[Saved entries]

━━━━━━━━━━

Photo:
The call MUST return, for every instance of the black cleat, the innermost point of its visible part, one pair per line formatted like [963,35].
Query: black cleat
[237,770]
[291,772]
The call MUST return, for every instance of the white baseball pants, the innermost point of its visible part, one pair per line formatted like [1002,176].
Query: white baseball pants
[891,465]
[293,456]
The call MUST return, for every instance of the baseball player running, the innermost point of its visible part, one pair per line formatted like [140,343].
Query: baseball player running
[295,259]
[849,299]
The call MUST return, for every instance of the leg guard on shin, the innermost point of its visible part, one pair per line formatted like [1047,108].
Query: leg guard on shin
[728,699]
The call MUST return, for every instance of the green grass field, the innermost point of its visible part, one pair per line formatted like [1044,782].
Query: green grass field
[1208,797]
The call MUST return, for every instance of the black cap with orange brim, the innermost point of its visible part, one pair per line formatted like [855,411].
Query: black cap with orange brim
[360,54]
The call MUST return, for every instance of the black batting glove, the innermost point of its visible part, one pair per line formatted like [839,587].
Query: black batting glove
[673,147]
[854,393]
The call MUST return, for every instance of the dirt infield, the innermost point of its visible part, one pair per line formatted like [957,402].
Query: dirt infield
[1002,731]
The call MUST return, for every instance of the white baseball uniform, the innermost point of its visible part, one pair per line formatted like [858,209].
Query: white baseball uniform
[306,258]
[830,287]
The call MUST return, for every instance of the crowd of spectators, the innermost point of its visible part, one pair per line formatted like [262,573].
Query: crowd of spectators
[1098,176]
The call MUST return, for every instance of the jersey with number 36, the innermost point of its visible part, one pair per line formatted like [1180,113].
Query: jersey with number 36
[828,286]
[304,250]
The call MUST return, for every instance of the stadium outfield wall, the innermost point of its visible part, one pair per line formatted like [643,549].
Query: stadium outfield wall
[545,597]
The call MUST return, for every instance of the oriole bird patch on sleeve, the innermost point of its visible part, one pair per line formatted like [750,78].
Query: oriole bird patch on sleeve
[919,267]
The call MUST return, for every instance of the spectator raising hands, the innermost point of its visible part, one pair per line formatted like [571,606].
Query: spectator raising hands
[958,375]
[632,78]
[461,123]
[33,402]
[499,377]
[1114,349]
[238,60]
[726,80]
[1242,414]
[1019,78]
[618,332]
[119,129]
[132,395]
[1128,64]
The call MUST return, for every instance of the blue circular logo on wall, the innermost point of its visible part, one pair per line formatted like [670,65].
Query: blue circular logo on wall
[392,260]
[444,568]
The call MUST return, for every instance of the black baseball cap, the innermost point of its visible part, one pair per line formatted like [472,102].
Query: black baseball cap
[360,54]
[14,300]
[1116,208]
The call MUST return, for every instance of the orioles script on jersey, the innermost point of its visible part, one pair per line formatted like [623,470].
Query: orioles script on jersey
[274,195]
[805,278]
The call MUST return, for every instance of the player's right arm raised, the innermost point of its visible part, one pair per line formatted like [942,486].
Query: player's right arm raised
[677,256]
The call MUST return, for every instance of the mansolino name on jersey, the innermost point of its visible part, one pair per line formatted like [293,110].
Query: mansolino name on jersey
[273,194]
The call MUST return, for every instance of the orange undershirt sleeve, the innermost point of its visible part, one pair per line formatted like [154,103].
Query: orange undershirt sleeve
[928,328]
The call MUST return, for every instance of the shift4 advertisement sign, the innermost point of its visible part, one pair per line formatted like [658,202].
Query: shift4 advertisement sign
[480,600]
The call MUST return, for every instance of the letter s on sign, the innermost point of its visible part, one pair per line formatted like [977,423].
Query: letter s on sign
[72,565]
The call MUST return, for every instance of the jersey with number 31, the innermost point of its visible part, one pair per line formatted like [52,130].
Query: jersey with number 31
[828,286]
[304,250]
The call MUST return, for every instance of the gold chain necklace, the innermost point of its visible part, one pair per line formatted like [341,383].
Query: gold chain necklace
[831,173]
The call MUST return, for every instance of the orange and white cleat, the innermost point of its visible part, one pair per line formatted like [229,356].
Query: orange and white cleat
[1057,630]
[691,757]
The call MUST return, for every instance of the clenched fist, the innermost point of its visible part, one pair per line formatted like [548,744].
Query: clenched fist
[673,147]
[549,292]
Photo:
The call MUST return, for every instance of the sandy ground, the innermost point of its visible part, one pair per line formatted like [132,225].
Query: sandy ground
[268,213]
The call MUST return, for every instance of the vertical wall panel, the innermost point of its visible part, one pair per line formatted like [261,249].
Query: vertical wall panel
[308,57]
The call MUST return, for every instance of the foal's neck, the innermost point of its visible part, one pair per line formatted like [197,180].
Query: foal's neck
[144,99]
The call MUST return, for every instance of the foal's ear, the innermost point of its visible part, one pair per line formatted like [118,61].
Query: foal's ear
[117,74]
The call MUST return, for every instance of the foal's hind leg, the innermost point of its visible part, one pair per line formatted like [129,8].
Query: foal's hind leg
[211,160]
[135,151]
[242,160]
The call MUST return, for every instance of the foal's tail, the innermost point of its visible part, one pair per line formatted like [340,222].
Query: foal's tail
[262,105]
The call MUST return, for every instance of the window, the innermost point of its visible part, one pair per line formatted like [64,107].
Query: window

━━━━━━━━━━

OBJECTIVE: Copy the lines word for word, starting with the line that contains "formatted like [340,222]." and going on through the last line of the saved entries.

SOLVED EXERCISE:
The call MUST return, for every instance of the foal's tail, the innermost point of its visible part, one pair per line formatted like [340,222].
Query: foal's tail
[262,105]
The call MUST return, for every instance of the window, the innermost point of its visible part, one pair per line formatted like [64,107].
Query: window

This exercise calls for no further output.